Can you give the data below again with "grassy hillside" swapped for "grass-covered slope" and everything else left as it is?

::: Task material :::

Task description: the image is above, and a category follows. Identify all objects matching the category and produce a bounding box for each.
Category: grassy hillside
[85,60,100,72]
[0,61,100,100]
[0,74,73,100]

:::

Task answer:
Task description: the image is above, and a category follows. Identify all objects matching the category and produce a bounding box for each.
Category: grass-covered slope
[85,60,100,72]
[0,61,100,100]
[0,74,73,100]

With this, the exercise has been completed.